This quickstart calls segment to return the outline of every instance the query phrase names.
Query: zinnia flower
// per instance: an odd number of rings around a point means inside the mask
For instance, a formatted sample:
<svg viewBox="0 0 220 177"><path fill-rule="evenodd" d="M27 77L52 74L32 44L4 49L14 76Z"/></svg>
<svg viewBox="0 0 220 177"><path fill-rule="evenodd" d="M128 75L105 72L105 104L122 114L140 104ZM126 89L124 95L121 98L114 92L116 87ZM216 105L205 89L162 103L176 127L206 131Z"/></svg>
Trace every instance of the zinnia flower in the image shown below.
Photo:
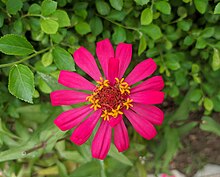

SET TASK.
Convert the material above into a JSON list of strings with one string per line, skipping blank lines and leaving out the picture.

TASK RESULT.
[
  "This quickstart calls segment to return the outline of every instance the query phrase names.",
  "Query: zinnia flower",
  "// per instance: an odd number of rings around a point means inside the mask",
  "For instance, a formatted sample:",
  "<svg viewBox=\"0 0 220 177\"><path fill-rule=\"evenodd\" d=\"M27 77L52 74L32 44L4 49L14 76Z\"/></svg>",
  "<svg viewBox=\"0 0 220 177\"><path fill-rule=\"evenodd\" d=\"M128 75L105 72L105 104L122 114L140 104ZM126 89L124 95L121 98L114 92L116 87ZM216 105L205 89L162 103L176 127L206 131Z\"/></svg>",
  "Trace every instance of the zinnia flower in the image shown below.",
  "Photo:"
]